EXERCISE TEXT:
The review loop is bounded by a configurable iteration cap — three iterations by default. This is not an arbitrary number. Research on self-debugging in code (Chen et al., ICLR 2024) shows that productive corrections concentrate in the first two to three iterations. Beyond that, models enter a regime of diminishing returns: they start “fixing” things that aren’t broken, reverting earlier correct changes, or oscillating between two states. The cap is a safety valve against this degradation, not just a cost control. If all verification commands pass on any iteration, the loop exits early with a “pass” verdict. If the cap is reached with failures still present, the worker exits normally and the orchestrator reports the review outcome — the code goes forward, but the metadata tells downstream consumers (CI, human reviewers, the tracker comment) that verification did not fully pass.

Self-review and CI feedback are complementary, not redundant. Self-review catches issues locally, inside the workspace, before the code leaves the agent’s session. It addresses the class of problems the agent itself introduced: test regressions, lint violations, type errors. CI feedback catches a different class — integration failures, environment-specific issues, conflicts with other branches — after push. They operate with independent counters and independent retry budgets, addressing different failure modes at different points in the pipeline. For practical setup, see configure self-review.

Why one process per workflow file

Sortie dispatches exactly one workflow per process. Running multiple workflows means running multiple processes — this is intentional, not a limitation waiting to be lifted.

The root cause is state keying. Every running issue is tracked by its internal tracker ID: the claimed set, the retry queue, and the SQLite persistence layer all key on this identifier. A Jira issue has an internal ID like 10042. If two workflows target different tracker projects — or different trackers — their internal issue IDs can collide. When they do, dispatch for one issue silently suppresses dispatch for another, retry accounting crosses between unrelated tickets, and workspace cleanup can target the wrong directory. Preventing this correctly would require a composite key at every point where issue IDs appear: orchestration state, persistence, workspace names, prompt rendering, snapshot API. That is a full data model rewrite, not an incremental extension.

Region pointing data
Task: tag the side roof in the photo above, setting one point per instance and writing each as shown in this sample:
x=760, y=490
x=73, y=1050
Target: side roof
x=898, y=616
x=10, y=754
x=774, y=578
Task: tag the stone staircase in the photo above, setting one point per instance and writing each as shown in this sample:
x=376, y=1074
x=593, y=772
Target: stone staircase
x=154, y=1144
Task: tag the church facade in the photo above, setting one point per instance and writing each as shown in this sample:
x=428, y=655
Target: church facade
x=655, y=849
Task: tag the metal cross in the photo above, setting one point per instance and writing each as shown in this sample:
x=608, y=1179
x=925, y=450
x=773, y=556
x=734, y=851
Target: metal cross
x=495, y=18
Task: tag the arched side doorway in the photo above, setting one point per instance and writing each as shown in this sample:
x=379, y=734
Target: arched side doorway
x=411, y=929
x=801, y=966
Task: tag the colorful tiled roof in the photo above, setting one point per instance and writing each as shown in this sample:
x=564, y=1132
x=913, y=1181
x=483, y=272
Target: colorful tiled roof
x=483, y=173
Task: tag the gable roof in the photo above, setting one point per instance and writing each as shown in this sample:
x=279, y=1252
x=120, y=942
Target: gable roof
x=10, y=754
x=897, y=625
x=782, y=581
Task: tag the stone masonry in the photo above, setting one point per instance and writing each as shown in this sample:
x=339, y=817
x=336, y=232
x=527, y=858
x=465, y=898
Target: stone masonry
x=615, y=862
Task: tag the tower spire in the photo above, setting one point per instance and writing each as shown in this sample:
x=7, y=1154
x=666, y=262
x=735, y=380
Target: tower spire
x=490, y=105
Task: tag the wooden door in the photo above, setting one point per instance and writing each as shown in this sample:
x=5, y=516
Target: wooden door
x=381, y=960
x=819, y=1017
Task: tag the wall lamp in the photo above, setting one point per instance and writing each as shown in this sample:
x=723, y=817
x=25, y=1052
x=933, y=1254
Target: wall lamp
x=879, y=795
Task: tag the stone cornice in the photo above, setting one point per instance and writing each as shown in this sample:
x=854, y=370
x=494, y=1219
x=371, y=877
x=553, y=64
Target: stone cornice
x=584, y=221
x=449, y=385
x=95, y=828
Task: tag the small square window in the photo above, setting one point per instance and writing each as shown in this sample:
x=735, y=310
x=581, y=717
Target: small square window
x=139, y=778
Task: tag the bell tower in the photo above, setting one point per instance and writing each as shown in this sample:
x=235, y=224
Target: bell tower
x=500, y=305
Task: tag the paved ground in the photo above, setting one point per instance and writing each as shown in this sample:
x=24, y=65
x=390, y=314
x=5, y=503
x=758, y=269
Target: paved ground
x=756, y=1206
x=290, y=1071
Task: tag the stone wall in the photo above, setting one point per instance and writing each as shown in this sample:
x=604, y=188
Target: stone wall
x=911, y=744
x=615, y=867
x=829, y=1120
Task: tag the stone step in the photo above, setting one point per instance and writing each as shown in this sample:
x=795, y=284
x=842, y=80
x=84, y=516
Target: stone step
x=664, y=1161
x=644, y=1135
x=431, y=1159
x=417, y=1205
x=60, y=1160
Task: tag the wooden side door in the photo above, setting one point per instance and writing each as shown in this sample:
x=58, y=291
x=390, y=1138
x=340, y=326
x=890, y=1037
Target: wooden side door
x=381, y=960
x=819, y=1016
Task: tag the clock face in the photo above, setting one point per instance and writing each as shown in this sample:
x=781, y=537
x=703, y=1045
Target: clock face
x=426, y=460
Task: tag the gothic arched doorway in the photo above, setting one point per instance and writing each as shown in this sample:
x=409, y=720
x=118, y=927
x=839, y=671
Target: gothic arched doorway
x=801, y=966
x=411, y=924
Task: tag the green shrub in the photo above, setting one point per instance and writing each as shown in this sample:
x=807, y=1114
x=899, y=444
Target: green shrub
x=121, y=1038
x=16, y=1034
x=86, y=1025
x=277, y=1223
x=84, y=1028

ACTIVITIES:
(a) Retype the portion of the Sortie text starting at "Sortie dispatches exactly" and ending at "to be lifted.".
(b) In the Sortie text, how many iterations does the review loop allow by default?

ANSWERS TO THE TASKS:
(a)
Sortie dispatches exactly one workflow per process. Running multiple workflows means running multiple processes — this is intentional, not a limitation waiting to be lifted.

(b) Three iterations.